Assigned task
Decide whether each statement below agrees with the article on ransomware in India that follows, answering yes or no and quoting the deciding words of the article: (a) Ransomware incidents in India rose by 53 per cent in 2022 over the previous year. (b) The finance sector was the most impacted sector. (c) The Makop and Phobos ransomware families mainly targeted individuals.
#### Excerpted passage ####
Ransomware incidents in India have gone up by 53 per cent in 2022 over the incidents reported in the previous year, according to the CERT-In, the Indian Computer Emergency Response Team that works under the Union Ministry of Electronics and Information Technology.
The information technology and IT-enabled services sector was the most impacted sector. This was followed by the finance and manufacturing sectors.
“Ransomware players targetted critical infrastructure organisations and disrupted critical services in order to pressurise and extract ransom payments,” CERT-In said in the Ransomware Report-2022.
Lockbit was the most prevalent ransomware variant in India, followed by Makop and DJVU/Stop ransomware. “Many new variants such as Vice Society and BlueSky were noticed in 2022,” it said.
“New ransomware variants emerged last year, as several profit-driven cybercriminals started their own campaigns aided by leaded source codes of established groups and the availability of readymade tool kits,” the report added.
Ransomware gangs have broadened their attacks across critical sectors with increased frequency and complexity of the attacks.
Stating that the Ransomware-as-a-service ecosystem (RaaS) ecosystem is gaining strength, it said double and triple extortion tactics are being used to cause business disruption, forcing the victim to pay the ransom.
Makop and Phobos Ransomware families mainly targeted medium and small organisations, while Djvu/Stop variants continued to hold the sway when it comes to attacks on individuals.
Most of the attacks seem to be happening because of organisations and people not updating the patches for some known vulnerabilities.
Key trends
The report found some interesting trends in the attacks. Instead of encrypting the whole computer or a complete file, cybercriminals are encrypting just a portion of a file to save time and effort. The attackers are using legitimate tools available in sources like GitHub during the infection phases.
While new versions of toolkits with enhancing attack capabilities, hackers are using heavy obfuscation techniques to dodge detections and trigger reverse engineering attempts.
Some others are resorting to low-profile attacks to avoid the attention of law-enforcing agencies.
What should organisations do?
With hackers getting more sophisticated, the CERT-In wants organisations to buckle up and increase surveillance.
Organisations should have clear visibility on the attack surface.
- Develop and test ransomware incident response plan.
- Plan and implement policies for inventory management.
- Roll out systematic patch management.
- Prioritise patching of public-facing applications.
- Implement identity and access management.
- Have a proper backup management system and business continuity plan.
#### Listed entries ####
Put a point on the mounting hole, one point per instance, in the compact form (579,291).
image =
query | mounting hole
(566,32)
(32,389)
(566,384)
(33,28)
####
Result of the exercise
(a) Yes: "Ransomware incidents in India have gone up by 53 per cent in 2022 over the incidents reported in the previous year"
(b) No: "The information technology and IT-enabled services sector was the most impacted sector. This was followed by the finance and manufacturing sectors."
(c) No: "Makop and Phobos Ransomware families mainly targeted medium and small organisations"